Records of outlines for named regions
========================================

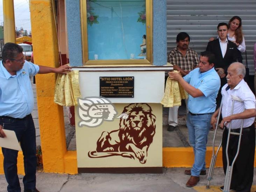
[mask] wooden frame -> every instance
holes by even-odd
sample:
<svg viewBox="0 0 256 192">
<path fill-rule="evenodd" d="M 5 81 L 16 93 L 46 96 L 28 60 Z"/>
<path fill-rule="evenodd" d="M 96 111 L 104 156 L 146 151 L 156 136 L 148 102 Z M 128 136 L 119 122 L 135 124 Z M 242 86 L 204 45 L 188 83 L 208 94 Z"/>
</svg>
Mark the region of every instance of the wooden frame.
<svg viewBox="0 0 256 192">
<path fill-rule="evenodd" d="M 147 55 L 145 59 L 89 60 L 87 34 L 86 0 L 80 0 L 82 47 L 83 48 L 83 65 L 123 65 L 140 64 L 152 65 L 152 0 L 145 0 L 146 2 L 146 33 L 147 35 Z"/>
</svg>

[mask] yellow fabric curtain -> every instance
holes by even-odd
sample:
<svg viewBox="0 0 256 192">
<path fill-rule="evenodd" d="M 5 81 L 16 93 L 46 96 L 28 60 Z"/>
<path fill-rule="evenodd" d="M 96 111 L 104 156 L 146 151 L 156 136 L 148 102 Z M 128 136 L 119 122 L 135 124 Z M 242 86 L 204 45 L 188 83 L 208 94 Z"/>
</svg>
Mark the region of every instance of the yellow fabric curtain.
<svg viewBox="0 0 256 192">
<path fill-rule="evenodd" d="M 177 71 L 173 72 L 178 73 Z M 161 104 L 165 107 L 181 105 L 182 99 L 187 98 L 187 93 L 178 81 L 173 80 L 168 77 L 166 81 L 165 90 Z"/>
<path fill-rule="evenodd" d="M 80 97 L 79 71 L 72 71 L 67 74 L 58 74 L 54 102 L 62 106 L 74 106 L 77 105 L 77 99 Z"/>
</svg>

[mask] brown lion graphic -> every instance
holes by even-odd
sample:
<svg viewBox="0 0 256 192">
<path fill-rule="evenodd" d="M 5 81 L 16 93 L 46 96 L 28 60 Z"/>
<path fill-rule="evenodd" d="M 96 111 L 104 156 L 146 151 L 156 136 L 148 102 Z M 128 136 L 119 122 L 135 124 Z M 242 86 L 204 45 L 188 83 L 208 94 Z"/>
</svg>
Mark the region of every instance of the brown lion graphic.
<svg viewBox="0 0 256 192">
<path fill-rule="evenodd" d="M 134 158 L 146 163 L 148 150 L 156 131 L 156 117 L 151 107 L 145 103 L 131 104 L 125 107 L 122 113 L 128 115 L 120 119 L 119 129 L 104 131 L 97 141 L 96 151 L 89 151 L 91 158 L 114 156 Z"/>
</svg>

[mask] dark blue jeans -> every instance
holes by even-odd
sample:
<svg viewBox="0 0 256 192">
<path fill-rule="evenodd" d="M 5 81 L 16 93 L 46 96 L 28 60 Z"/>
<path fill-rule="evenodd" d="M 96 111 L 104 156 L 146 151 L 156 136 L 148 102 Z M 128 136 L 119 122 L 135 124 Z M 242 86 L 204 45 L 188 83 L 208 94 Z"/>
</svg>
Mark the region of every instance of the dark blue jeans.
<svg viewBox="0 0 256 192">
<path fill-rule="evenodd" d="M 0 125 L 4 129 L 15 131 L 24 156 L 25 176 L 23 178 L 24 188 L 26 190 L 36 187 L 37 159 L 36 156 L 36 131 L 31 114 L 22 119 L 0 116 Z M 17 158 L 18 151 L 2 148 L 3 155 L 3 170 L 8 183 L 9 192 L 20 192 L 21 188 L 17 175 Z"/>
</svg>

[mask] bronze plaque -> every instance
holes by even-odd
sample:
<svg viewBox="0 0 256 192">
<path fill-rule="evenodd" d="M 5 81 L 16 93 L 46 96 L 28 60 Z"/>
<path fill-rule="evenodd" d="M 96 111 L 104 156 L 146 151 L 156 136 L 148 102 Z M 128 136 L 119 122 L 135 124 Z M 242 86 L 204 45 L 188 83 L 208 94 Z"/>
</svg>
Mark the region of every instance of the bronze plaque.
<svg viewBox="0 0 256 192">
<path fill-rule="evenodd" d="M 133 98 L 134 77 L 100 77 L 100 95 L 106 98 Z"/>
</svg>

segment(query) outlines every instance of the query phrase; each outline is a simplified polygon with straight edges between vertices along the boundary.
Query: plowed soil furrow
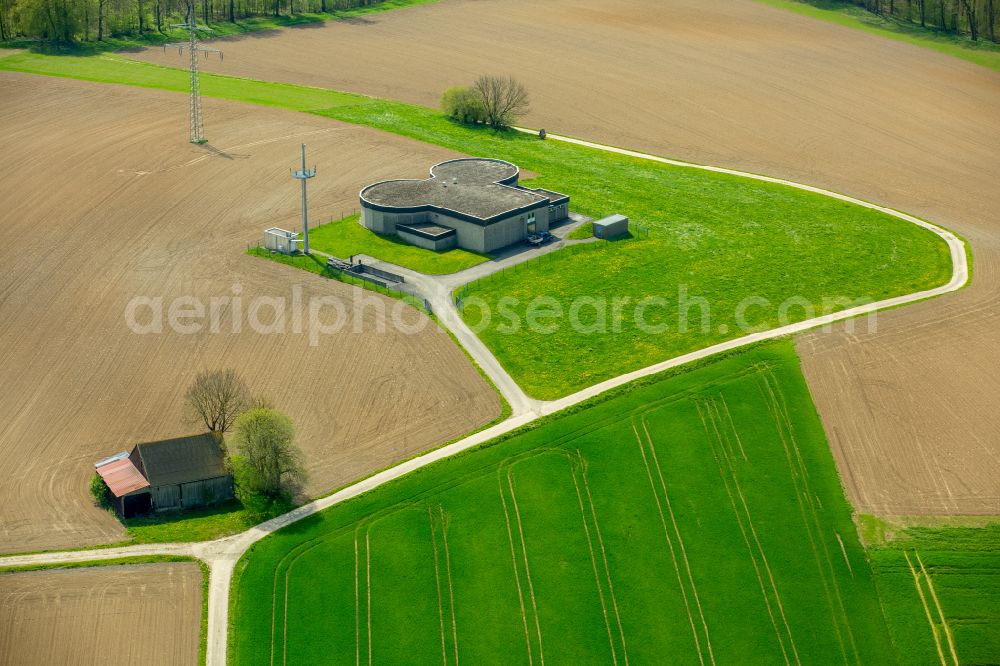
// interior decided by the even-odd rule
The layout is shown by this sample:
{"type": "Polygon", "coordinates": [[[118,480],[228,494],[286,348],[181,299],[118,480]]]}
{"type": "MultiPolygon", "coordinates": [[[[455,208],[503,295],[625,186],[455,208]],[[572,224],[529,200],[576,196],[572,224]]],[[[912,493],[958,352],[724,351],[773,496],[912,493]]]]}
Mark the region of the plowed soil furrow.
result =
{"type": "MultiPolygon", "coordinates": [[[[356,205],[392,174],[419,176],[452,155],[317,117],[206,100],[208,147],[187,142],[183,96],[0,74],[0,552],[115,541],[122,530],[87,491],[95,460],[197,429],[183,395],[206,368],[234,367],[295,421],[307,493],[365,476],[465,433],[499,402],[449,337],[412,335],[357,315],[340,283],[244,254],[265,228],[297,229],[289,177],[298,145],[321,167],[313,220],[356,205]],[[343,329],[249,325],[258,297],[344,299],[343,329]],[[163,298],[163,333],[126,324],[136,296],[163,298]],[[220,326],[171,330],[178,297],[239,296],[220,326]]],[[[389,312],[395,301],[365,292],[389,312]]],[[[146,313],[149,310],[145,310],[146,313]]],[[[418,315],[413,312],[413,317],[418,315]]],[[[271,311],[260,319],[271,321],[271,311]]],[[[324,319],[333,319],[332,309],[324,319]]],[[[409,321],[409,319],[407,320],[409,321]]]]}
{"type": "Polygon", "coordinates": [[[3,574],[0,664],[193,666],[200,618],[193,563],[3,574]]]}
{"type": "Polygon", "coordinates": [[[798,347],[859,510],[1000,513],[997,72],[752,0],[443,0],[223,41],[214,71],[427,106],[516,72],[533,99],[525,125],[817,185],[962,233],[969,289],[798,347]]]}

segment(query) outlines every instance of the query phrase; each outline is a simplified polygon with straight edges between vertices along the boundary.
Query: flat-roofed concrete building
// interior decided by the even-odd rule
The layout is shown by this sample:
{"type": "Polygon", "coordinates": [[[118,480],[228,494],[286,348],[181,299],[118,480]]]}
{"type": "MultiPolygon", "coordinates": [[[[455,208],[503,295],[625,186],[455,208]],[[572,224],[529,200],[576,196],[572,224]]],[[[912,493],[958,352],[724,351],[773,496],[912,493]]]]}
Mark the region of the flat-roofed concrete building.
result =
{"type": "Polygon", "coordinates": [[[518,184],[510,162],[469,157],[431,167],[425,180],[386,180],[361,190],[361,221],[418,247],[493,252],[569,216],[569,197],[518,184]]]}

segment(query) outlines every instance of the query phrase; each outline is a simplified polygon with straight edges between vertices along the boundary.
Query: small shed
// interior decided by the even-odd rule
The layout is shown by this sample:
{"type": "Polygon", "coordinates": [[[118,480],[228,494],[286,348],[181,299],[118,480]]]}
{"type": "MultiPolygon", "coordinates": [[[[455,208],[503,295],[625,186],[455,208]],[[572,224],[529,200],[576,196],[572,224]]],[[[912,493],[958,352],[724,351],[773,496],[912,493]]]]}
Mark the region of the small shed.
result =
{"type": "Polygon", "coordinates": [[[212,433],[137,444],[94,465],[125,518],[234,497],[222,444],[212,433]]]}
{"type": "Polygon", "coordinates": [[[296,244],[299,242],[299,235],[294,231],[279,227],[264,230],[264,247],[268,250],[291,254],[295,252],[296,244]]]}
{"type": "Polygon", "coordinates": [[[594,238],[614,238],[628,233],[628,218],[611,215],[594,222],[594,238]]]}

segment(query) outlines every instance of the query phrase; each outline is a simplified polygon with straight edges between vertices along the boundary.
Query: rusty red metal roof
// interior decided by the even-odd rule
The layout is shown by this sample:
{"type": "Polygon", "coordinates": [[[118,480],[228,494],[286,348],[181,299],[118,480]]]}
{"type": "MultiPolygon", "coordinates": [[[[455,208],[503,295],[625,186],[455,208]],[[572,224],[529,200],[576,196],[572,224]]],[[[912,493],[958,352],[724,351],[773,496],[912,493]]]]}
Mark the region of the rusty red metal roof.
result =
{"type": "Polygon", "coordinates": [[[115,497],[128,495],[136,490],[149,487],[149,481],[142,475],[132,461],[113,456],[97,463],[97,473],[108,484],[115,497]]]}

========================================

▶ _EXERCISE_: Which lines in the records above contain the word "fabric"? Show each of them in full.

▶ _WRITTEN ANSWER_:
[mask] yellow fabric curtain -> every instance
Mark the region of every instance of the yellow fabric curtain.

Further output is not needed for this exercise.